>> Begin Records
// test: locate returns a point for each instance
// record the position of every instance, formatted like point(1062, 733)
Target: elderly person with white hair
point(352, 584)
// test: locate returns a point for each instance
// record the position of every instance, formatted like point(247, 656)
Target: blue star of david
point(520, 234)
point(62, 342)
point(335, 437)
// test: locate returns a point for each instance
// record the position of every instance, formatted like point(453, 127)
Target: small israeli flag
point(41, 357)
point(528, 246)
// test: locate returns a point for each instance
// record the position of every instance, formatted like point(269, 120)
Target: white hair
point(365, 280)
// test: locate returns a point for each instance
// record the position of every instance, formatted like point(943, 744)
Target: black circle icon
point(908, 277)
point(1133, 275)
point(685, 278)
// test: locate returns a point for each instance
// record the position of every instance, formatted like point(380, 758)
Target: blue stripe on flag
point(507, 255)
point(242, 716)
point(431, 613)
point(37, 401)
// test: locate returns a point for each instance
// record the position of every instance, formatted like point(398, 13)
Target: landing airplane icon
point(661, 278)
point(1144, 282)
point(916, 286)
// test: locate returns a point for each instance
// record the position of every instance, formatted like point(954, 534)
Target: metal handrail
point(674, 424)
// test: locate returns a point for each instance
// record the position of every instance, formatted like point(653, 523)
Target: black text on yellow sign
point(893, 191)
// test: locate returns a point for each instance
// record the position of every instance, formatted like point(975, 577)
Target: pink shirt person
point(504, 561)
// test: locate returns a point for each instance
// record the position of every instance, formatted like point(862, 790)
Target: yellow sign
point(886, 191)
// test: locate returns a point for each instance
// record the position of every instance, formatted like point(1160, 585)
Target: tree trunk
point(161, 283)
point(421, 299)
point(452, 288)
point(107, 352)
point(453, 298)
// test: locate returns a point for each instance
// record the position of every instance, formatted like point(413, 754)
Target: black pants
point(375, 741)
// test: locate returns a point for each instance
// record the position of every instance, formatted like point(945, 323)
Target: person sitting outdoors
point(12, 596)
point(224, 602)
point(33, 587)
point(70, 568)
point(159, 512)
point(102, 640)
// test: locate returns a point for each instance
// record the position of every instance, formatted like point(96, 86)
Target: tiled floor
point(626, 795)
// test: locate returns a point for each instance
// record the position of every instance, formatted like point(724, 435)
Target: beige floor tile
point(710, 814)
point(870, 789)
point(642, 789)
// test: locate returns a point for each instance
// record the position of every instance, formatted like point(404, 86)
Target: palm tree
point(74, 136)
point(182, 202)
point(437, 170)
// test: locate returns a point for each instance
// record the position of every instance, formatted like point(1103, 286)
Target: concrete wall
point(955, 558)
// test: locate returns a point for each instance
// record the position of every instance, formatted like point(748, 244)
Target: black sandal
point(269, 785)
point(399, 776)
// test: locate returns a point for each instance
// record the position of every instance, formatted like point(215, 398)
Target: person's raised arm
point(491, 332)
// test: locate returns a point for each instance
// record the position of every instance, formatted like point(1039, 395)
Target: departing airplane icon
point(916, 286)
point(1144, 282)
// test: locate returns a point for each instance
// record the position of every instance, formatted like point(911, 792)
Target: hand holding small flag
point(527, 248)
>> End Records
Your instructions :: Rewrite the records from their start through the line containing "point(365, 280)", inclusive, keeping the requests, and offset every coordinate in the answer points by -72 while leaving the sample points in the requests unchanged.

Final result ::
// test: locate returns a point for each instance
// record the position of every instance, formatted like point(1062, 733)
Target: elderly person with white hair
point(280, 512)
// test: locate returns a point for each instance
// record the position of every instance, formatted like point(247, 656)
Target: blue star of david
point(448, 162)
point(-10, 270)
point(263, 365)
// test: locate returns a point for each instance
// record the position of every instance, formatted like point(453, 127)
Target: small israeli flag
point(-31, 285)
point(456, 174)
// test: locate returns a point for each instance
// record the position of every instance, formatted like point(269, 120)
Target: white hair
point(293, 208)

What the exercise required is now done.